MATERIAL FOR THIS TASK:
- Opening Delimiter -

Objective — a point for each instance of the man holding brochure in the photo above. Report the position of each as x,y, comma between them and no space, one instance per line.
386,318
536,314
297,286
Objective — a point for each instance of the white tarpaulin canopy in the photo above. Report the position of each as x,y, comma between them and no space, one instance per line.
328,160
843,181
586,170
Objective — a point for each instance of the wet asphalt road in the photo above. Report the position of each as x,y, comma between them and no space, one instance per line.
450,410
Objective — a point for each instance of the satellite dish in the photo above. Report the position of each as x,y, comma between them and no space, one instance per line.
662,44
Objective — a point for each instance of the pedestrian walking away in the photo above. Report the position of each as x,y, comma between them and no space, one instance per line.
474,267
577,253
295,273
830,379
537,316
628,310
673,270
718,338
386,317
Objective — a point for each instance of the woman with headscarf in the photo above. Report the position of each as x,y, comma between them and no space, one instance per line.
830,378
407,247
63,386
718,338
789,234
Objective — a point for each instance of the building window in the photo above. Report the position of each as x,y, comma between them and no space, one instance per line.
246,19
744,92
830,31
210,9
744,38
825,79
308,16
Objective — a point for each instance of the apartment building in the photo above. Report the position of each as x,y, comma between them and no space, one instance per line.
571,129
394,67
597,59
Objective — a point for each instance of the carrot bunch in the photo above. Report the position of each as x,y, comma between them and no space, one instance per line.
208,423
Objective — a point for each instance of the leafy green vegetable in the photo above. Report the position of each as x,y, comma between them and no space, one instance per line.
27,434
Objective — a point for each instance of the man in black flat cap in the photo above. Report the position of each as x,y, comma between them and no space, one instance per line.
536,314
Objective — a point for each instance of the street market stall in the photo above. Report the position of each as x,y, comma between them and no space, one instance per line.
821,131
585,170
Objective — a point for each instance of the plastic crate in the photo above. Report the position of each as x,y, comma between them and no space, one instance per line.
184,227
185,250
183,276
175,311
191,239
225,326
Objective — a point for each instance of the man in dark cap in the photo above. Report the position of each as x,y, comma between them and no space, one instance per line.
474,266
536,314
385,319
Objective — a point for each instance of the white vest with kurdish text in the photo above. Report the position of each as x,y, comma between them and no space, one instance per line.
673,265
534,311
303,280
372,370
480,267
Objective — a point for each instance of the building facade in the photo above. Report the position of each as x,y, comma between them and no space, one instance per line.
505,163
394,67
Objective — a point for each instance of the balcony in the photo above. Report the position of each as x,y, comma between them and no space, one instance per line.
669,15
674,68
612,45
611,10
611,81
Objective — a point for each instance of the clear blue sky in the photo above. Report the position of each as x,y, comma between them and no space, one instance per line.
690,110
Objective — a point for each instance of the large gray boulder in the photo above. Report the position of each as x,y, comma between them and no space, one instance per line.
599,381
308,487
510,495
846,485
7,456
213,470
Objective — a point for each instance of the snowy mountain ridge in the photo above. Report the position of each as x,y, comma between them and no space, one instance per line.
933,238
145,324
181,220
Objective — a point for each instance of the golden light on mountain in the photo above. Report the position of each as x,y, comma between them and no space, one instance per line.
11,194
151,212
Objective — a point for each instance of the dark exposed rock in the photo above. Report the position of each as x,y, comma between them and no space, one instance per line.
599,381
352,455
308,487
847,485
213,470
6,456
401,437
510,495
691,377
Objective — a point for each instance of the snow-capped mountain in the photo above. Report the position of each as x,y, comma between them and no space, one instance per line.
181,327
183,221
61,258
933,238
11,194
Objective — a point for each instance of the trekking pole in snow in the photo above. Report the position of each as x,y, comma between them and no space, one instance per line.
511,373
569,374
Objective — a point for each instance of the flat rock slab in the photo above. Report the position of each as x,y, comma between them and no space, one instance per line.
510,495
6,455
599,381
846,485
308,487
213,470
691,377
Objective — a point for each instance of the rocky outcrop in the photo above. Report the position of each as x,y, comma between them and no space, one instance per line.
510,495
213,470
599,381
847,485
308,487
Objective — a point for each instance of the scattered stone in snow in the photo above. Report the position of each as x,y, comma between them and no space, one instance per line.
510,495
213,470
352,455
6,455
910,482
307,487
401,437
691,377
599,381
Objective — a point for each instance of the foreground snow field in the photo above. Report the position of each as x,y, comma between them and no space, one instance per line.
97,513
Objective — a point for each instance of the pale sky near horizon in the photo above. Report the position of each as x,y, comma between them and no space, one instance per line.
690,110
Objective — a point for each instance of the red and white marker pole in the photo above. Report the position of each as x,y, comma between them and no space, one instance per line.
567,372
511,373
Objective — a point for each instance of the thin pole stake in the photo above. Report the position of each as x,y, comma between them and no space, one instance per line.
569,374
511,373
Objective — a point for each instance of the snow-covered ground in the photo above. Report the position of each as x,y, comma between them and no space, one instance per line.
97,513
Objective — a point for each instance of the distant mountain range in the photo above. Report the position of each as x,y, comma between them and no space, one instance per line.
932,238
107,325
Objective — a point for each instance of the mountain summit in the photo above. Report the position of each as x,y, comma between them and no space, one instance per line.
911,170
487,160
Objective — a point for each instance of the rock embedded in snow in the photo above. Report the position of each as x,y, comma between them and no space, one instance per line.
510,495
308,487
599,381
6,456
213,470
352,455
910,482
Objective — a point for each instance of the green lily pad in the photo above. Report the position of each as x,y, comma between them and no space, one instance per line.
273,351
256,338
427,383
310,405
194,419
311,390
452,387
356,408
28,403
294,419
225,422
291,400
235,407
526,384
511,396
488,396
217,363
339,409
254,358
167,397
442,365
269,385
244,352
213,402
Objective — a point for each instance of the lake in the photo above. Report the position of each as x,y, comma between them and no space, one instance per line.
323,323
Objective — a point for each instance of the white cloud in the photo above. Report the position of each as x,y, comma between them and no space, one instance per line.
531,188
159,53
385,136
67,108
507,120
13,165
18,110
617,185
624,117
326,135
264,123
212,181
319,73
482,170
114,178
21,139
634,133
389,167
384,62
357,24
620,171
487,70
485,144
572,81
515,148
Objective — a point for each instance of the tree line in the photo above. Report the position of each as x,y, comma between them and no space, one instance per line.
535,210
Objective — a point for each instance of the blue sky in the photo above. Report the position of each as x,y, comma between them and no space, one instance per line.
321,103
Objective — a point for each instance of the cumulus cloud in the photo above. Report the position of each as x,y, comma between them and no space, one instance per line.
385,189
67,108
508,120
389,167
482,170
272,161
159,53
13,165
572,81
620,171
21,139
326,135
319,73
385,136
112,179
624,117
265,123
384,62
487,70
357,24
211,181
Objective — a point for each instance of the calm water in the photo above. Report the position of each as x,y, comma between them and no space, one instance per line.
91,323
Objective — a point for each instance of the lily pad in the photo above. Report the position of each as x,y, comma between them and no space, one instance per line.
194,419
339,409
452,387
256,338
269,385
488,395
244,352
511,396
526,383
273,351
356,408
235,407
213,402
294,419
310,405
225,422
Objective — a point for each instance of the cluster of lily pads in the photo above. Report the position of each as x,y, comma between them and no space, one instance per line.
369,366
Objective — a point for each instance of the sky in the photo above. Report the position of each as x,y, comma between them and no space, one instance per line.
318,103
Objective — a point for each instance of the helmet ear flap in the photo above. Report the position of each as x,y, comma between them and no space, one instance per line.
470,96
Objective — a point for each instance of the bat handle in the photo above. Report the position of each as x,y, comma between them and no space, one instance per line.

- Closing Delimiter -

ACTION ITEM: Send back all of the entries exactly, with nothing missing.

TASK OUTPUT:
Objective — a point for each instance of the man holding brochure in the photo above. Report the position of each as x,y, comma between them and no space, one instance per line.
386,318
536,314
297,286
Objective — a point for each instance of the white tarpaulin canopy in the photo above. Report the position of each as x,y, comma between them and no space, one instance per line.
328,160
843,181
586,170
Objective — a point for each instance of the wet asphalt road in the photo above. Report the position of each as x,y, comma between them and no space, one instance per line.
450,410
Objective — a point for each instance of the satellite dish in the photo above. Report the position of each as x,y, comma between them and no space, one instance per line.
662,44
Objective — a point for each instance of the pedestrian walking away in the photo above. Report the position of each as x,y, comma between them and no space, one instance per line.
474,267
577,253
295,273
830,379
537,316
628,310
673,270
718,338
386,317
Objective — a point for each instance of the woman with headscarf in the photo above. Report the position of each as x,y, comma between them and no space, one instance per line.
830,378
407,247
63,386
718,338
789,234
Objective — a point for each instance of the building window in the photo above. Report the position of each as x,y, comma between them and no space, one instance per line.
246,19
744,92
830,31
210,9
744,38
825,79
308,16
Objective — a point for each instance of the apartment building in the photo above. Report the position of each as x,y, comma between them and no space, one instance per line.
571,129
394,67
597,59
Objective — a point for each instance of the carrot bunch in the photo above. Report the position of each as x,y, comma between them and no space, one instance per line.
208,423
Objective — a point for each instance of the leafy green vegetable in the photo above. Report the position of each as x,y, comma between them and no space, one instance per line.
27,434
Objective — a point for each instance of the man in black flat cap in the photo above. Report the position of each as x,y, comma between them and no space, one instance per line.
536,314
Objective — a point for each instance of the street market stall in the photo above. Report the position of each as x,y, comma between them and no space, one instance per line.
821,131
585,170
Objective — a point for each instance of the plastic crate in the photo above. Report the position of each as x,y, comma between them and no space, one instance per line.
184,227
185,250
183,276
175,311
191,239
225,326
Objective — a point for each instance of the man in dark cap in the photo above. Report the position of each as x,y, comma between them and no space, one instance per line.
474,266
536,314
385,319
Objective — a point for each instance of the white vest with kurdish text in the photo above. Report the position of each as x,y, comma between them and no space, one instance per line.
673,265
534,311
303,280
372,370
480,267
Objective — a point for each instance of the building facade in the photo above. Report the position of each as x,y, comma between them and no space, one instance per line.
505,163
394,67
Objective — a point for each instance of the balcony in the photo above. Report the position of each as x,y, comma between them and no space, one instance per line.
669,15
674,68
612,45
611,10
611,81
Objective — a point for each instance of the clear blue sky in the photo above. Report the position of each as x,y, comma between them and no space, one instance per line.
690,110
Objective — a point for each instance of the large gray boulder in the photo above. Report the position of each as x,y, comma between them and no space, one instance per line.
599,381
308,487
510,495
846,485
7,456
213,470
Objective — a point for each instance of the snowy mountain ridge in the photo above. Report the position of each as x,y, comma between them and no space, one instance per line.
933,238
145,324
181,220
Objective — a point for each instance of the golden light on mountain in the photo above. Report the position of each as x,y, comma between them and no space, one instance per line.
11,194
151,212
Objective — a point for each instance of the dark exposed rock in the photo above. Report the position of each as x,y, comma between them and no space, one instance per line.
599,381
352,455
308,487
847,485
213,470
6,456
401,437
510,495
691,377
Objective — a point for each instance of the snow-capped mountain in the photo above. Report the position of each as x,y, comma between them and no space, one instance per line.
181,327
183,221
61,258
933,238
11,194
Objective — a point for each instance of the trekking pole in snow in the photo above. Report the position of each as x,y, comma between them and no space, one instance per line.
511,373
569,374
Objective — a point for each instance of the flat rock slab in the photo above. Report the position of each as x,y, comma between them and no space, one instance per line.
510,495
6,455
599,381
846,485
308,487
213,470
691,377
Objective — a point for each instance of the rocky outcrop in the photo above. Report the position of each as x,y, comma between them and no space, one instance per line.
510,495
213,470
599,381
847,485
308,487
Objective — a point for each instance of the scattered stone in snow in the photo above. Report the position of each as x,y, comma between them and no space, one instance per line.
510,495
213,470
352,455
6,455
910,482
307,487
401,437
691,377
599,381
Objective — a point for each instance of the foreground snow field in the photo above. Report the position of each as x,y, comma between them and no space, one instance per line.
97,513
Objective — a point for each instance of the pale sky near horizon in the photo above. Report the position of each as x,y, comma between them and no space, one instance per line.
690,110
Objective — a point for each instance of the red and white marker pole in the photo above. Report the position of each as x,y, comma between them and no space, one instance per line.
567,372
511,373
Objective — a point for each instance of the thin pole stake in the photo above. Report the position of each as x,y, comma between them and no space, one instance per line.
569,374
511,373
Objective — a point for each instance of the snow-covered ground in the photo above. Report the position of each as x,y, comma between them and no space, one instance per line.
97,513
Objective — a point for each instance of the distant mountain range in the photo above. Report the position of each as x,y, comma between them and no space, one instance per line.
932,238
107,325
Objective — a point for each instance of the mountain summit in the photo above. Report the position of each as x,y, comma between them and no space, one instance per line.
911,170
487,160
Objective — a point for each instance of the rock embedded in snow in the photo above. Report the position of each as x,y, comma between them and no space, one instance per line.
510,495
308,487
599,381
6,456
213,470
352,455
910,482
Objective — a point for each instance of the green lily pad in the photo above. Report the position of each as x,y, comma between them and no space, one instance per line.
273,351
256,338
427,383
310,405
194,419
311,390
452,387
356,408
28,403
294,419
225,422
291,400
235,407
526,384
511,396
488,396
217,363
339,409
254,358
167,397
442,365
269,385
244,352
213,402
Objective — a point for each instance of the lake in the photo above. Report the position of each as x,y, comma between them and no space, one instance per line.
323,323
Objective — a point for each instance of the white cloud in the photo above. Report the position of each as x,y, comma between them and no space, one instance per line.
531,188
159,53
385,136
67,108
507,120
13,165
18,110
617,185
624,117
326,135
264,123
212,181
319,73
482,170
114,178
21,139
634,133
389,167
384,62
357,24
620,171
487,70
485,144
572,81
515,148
Objective — a point for each instance of the tree line in the photo above. Report the position of each as x,y, comma between them and no space, one instance per line.
535,210
Objective — a point for each instance of the blue sky in the photo above. Report the position of each as x,y, comma between them and no space, one instance per line.
321,103
Objective — a point for each instance of the cumulus cloud in the photo above. Report the position of each as x,y, comma between them and no space, one instance per line.
385,189
67,108
508,120
389,167
482,170
272,161
159,53
13,165
572,81
620,171
21,139
326,135
319,73
385,136
112,179
624,117
265,123
384,62
487,70
357,24
211,181
Objective — a point for each instance of the calm water in the photo above. Report the position of each as x,y, comma between them and no space, one instance per line.
91,323
Objective — a point for each instance of the lily pad in the photo above. Report the position of each as x,y, comma between them and no space, one instance per line.
194,419
339,409
452,387
256,338
269,385
488,395
244,352
511,396
526,383
273,351
356,408
235,407
213,402
294,419
310,405
225,422
Objective — a point for each instance of the cluster of lily pads in the photo above. Report the position of each as x,y, comma between them and no space, one instance per line.
369,366
Objective — a point for each instance of the sky in the photo above. Report the position of each as x,y, comma between them and no space, one instance per line.
318,103
Objective — a point for each instance of the helmet ear flap in the photo above. Report the position of each as x,y, comma between them and no space, one instance per line.
470,96
Objective — a point for each instance of the bat handle in the photo above. Report the position of each as x,y, comma between them and no space, one instance per line.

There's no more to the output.